Work to complete: Beginning with the line where "Indicate one point per instance of the sky" occurs, transcribe every line exactly through the last line of the listing below, and no others.

The data:
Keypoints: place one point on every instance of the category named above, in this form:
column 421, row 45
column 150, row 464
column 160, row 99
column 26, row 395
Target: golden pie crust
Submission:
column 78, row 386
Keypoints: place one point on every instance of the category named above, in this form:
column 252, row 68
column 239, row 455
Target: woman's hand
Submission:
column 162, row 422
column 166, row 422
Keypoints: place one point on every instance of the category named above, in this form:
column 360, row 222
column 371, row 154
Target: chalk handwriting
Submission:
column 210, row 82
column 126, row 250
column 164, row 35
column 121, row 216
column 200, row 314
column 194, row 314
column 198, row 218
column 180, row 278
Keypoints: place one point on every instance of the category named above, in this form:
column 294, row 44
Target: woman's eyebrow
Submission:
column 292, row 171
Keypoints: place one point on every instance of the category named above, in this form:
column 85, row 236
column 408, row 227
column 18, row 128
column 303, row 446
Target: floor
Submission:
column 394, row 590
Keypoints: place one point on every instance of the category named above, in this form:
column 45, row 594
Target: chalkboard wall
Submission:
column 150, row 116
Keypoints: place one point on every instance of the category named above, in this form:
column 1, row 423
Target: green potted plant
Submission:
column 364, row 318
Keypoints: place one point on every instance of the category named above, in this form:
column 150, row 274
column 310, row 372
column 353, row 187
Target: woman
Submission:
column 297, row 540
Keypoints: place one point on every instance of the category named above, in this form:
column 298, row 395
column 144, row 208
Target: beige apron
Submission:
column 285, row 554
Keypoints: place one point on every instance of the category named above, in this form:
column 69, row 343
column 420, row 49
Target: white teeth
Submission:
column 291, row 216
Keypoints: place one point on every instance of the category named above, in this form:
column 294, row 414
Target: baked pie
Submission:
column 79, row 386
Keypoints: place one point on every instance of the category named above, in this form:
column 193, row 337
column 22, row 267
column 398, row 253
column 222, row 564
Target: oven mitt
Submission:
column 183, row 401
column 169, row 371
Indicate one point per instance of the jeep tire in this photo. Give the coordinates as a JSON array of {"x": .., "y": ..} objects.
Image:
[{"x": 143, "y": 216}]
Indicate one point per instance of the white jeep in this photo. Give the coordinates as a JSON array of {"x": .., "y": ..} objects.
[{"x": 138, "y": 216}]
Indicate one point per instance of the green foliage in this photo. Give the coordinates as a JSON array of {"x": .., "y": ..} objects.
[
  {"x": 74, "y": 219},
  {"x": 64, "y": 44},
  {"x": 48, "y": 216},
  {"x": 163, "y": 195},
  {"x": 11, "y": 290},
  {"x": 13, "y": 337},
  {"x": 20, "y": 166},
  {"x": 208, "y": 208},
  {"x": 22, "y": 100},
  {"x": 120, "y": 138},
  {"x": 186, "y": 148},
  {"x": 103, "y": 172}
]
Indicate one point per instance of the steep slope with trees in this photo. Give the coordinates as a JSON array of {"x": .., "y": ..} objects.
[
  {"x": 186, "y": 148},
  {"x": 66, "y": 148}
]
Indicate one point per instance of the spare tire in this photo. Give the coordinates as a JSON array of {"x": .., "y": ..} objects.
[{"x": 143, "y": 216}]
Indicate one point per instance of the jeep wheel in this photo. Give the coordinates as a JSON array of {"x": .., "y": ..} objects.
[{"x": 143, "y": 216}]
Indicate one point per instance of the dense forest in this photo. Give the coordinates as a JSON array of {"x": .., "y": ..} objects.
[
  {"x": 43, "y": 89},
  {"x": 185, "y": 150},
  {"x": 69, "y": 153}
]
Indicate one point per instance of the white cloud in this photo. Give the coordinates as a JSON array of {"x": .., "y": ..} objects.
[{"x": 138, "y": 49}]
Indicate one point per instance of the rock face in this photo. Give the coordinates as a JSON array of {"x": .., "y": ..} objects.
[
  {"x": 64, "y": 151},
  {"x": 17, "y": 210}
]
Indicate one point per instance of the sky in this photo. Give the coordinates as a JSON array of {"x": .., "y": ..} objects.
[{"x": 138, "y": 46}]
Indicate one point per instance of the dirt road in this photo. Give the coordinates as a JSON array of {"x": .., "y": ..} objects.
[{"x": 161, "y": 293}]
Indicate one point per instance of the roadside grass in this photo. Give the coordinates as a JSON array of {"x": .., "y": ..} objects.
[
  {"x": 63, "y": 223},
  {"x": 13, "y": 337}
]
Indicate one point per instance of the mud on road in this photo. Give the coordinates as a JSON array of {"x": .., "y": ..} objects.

Task response:
Indicate one point per instance of the sky in this photo. Give the coordinates as a JSON array of {"x": .., "y": ..} objects.
[{"x": 138, "y": 46}]
Indicate one point per instance of the dirt road in this photo. Give the coordinates as a JSON array of {"x": .., "y": ..} objects.
[{"x": 161, "y": 293}]
Indicate one point per instance of the roadside grass in this photo. Give the coordinates as a JSON array of {"x": .., "y": ..} objects.
[
  {"x": 63, "y": 223},
  {"x": 13, "y": 337}
]
Indicate one point per instance of the mud on road in this photo. Give the coordinates as a JSON array of {"x": .., "y": ..} objects.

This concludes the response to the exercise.